---------- Material to process
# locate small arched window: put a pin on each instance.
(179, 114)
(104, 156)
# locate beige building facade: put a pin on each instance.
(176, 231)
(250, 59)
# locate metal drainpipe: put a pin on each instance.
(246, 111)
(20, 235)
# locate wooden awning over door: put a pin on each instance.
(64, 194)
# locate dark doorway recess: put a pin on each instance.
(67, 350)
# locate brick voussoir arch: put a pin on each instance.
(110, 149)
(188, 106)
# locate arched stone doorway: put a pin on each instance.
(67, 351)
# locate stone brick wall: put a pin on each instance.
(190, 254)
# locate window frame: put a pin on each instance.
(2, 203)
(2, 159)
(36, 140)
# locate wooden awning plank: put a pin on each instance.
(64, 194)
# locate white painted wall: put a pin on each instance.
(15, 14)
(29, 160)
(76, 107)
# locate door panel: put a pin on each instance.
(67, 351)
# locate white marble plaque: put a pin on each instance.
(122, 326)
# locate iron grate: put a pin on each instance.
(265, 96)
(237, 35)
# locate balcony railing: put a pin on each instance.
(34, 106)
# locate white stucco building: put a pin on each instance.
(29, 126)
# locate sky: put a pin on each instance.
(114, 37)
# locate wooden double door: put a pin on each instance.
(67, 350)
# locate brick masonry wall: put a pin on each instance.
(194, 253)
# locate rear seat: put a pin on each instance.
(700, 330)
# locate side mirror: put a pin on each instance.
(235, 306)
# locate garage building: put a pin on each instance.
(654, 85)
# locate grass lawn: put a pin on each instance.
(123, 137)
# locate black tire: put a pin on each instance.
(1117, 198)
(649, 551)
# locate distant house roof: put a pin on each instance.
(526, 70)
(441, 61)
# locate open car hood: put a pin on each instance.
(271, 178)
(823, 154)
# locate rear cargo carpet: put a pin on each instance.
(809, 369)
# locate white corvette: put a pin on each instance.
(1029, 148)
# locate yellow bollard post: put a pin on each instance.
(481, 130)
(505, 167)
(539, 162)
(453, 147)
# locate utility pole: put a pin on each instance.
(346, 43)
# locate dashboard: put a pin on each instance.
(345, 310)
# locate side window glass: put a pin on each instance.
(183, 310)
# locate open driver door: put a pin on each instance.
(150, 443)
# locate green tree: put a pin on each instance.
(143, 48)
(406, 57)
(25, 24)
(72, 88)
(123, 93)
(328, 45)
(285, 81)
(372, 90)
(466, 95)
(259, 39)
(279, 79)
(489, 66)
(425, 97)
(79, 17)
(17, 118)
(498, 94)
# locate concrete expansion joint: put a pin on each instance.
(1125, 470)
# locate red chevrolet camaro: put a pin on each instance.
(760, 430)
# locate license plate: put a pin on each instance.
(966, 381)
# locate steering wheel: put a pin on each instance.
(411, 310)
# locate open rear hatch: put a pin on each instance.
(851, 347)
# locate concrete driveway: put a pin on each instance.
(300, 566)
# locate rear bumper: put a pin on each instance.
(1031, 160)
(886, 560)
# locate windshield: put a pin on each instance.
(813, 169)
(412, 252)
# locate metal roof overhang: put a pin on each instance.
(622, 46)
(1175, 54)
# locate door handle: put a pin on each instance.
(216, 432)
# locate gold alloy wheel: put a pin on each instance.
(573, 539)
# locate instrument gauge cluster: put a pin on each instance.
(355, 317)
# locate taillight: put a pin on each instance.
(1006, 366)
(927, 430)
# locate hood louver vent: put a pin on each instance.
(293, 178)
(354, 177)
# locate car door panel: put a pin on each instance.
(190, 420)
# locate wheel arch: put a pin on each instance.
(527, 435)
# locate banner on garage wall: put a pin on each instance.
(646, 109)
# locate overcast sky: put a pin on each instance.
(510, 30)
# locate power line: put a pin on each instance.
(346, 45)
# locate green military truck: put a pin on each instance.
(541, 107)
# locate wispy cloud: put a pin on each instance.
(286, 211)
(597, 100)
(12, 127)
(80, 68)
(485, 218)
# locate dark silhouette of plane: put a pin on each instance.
--------------------
**Task goal:** Reproduce the records above in their entirety, unchanged.

**Answer to the problem:**
# locate small arched window: put a pin on each instance.
(179, 114)
(104, 156)
# locate beige building facade: put a pin on each instance.
(176, 231)
(250, 59)
# locate metal drainpipe: put a pin on each instance.
(246, 111)
(20, 235)
# locate wooden awning over door: put a pin on each instance.
(64, 194)
# locate dark doorway recess: put a pin on each instance.
(67, 350)
# locate brick voussoir arch: put a pin on each instance.
(110, 149)
(188, 106)
# locate arched stone doorway: put a pin on each instance.
(67, 351)
# locate stone brick wall: put a pin on each instance.
(190, 254)
# locate window frame: put a pin on each instance.
(2, 203)
(2, 159)
(36, 140)
# locate wooden awning plank: put a pin on each instance.
(64, 194)
# locate white painted wall: put a pin on each instance.
(15, 14)
(29, 160)
(76, 107)
# locate door panel: put a pin on each instance.
(67, 351)
# locate white marble plaque: put a pin on each instance.
(122, 326)
# locate iron grate: put a pin on each instance.
(265, 96)
(237, 35)
# locate balcony railing: put a pin on each instance.
(34, 106)
# locate white stucco building: put a pin on each instance.
(29, 126)
# locate sky: put a pin on each instance.
(114, 37)
# locate wooden double door: put a pin on each instance.
(67, 350)
# locate brick masonry wall: put a pin on each instance.
(194, 253)
# locate rear seat: put a pin on each instance.
(700, 330)
# locate side mirror: put a pin on each instance.
(235, 306)
# locate garage building: put a pin on each instance.
(654, 85)
# locate grass lawn: put a pin on each instance.
(123, 137)
# locate black tire: put a pin on each instance.
(1117, 198)
(649, 551)
# locate distant house roof: put a pin on each instance.
(526, 70)
(441, 61)
# locate open car hood: put a pin on each instance.
(271, 178)
(823, 154)
# locate rear cargo carpet: put a pin on each instance.
(809, 369)
# locate white corvette: put a pin on each instance.
(1029, 148)
# locate yellow bollard post: put a pin on each instance.
(481, 130)
(505, 167)
(539, 162)
(453, 147)
# locate utility pole: put a pin on each instance.
(346, 43)
# locate dashboard: put a pin on each instance.
(345, 310)
# locate side window glass: put a pin on each instance.
(183, 310)
# locate open driver door: put a pin on each instance.
(150, 443)
# locate green tree: put a pin on each instance.
(143, 48)
(406, 57)
(25, 24)
(72, 88)
(123, 93)
(328, 45)
(285, 81)
(372, 90)
(466, 95)
(259, 39)
(279, 79)
(489, 66)
(425, 97)
(79, 17)
(17, 118)
(498, 94)
# locate concrete expansion joint: put a pin on each instance.
(1125, 470)
# locate red chevrolet camaro: put a pin on each instance.
(760, 430)
# locate license plate: put a pin on each instance.
(966, 381)
# locate steering wheel: put a pin on each instance.
(411, 310)
# locate open rear hatch: put a pin on each instance.
(851, 347)
# locate concrete driveway: put a pin on each instance.
(300, 566)
# locate rear bumper: put a pin on each instance.
(1031, 160)
(886, 560)
# locate windshield: put a pin on each instance.
(813, 169)
(412, 252)
# locate metal roof overhang: put a pin on each instance.
(622, 46)
(1175, 54)
# locate door handle: put a pin on each instance.
(216, 432)
# locate gold alloy wheel: put a pin on each instance.
(573, 539)
# locate instrument gauge cluster: put a pin on each instance.
(355, 317)
# locate taillight: put a pin on each instance.
(1006, 366)
(927, 430)
# locate hood louver vent: put a pin on each instance.
(293, 178)
(354, 177)
# locate car door panel: put a pin on each instance.
(190, 420)
# locate wheel arch: put a pin on each instance.
(527, 435)
# locate banner on garage wall: put a pin on each instance.
(646, 109)
# locate overcast sky: put a pin on each instance.
(510, 30)
# locate power line: put a pin on each instance.
(346, 45)
# locate green military truck: put a pin on each instance.
(541, 107)
# locate wispy cloud: put a pin on each instance.
(286, 211)
(597, 100)
(12, 127)
(80, 68)
(485, 218)
# locate dark silhouette of plane: put a pin on each instance.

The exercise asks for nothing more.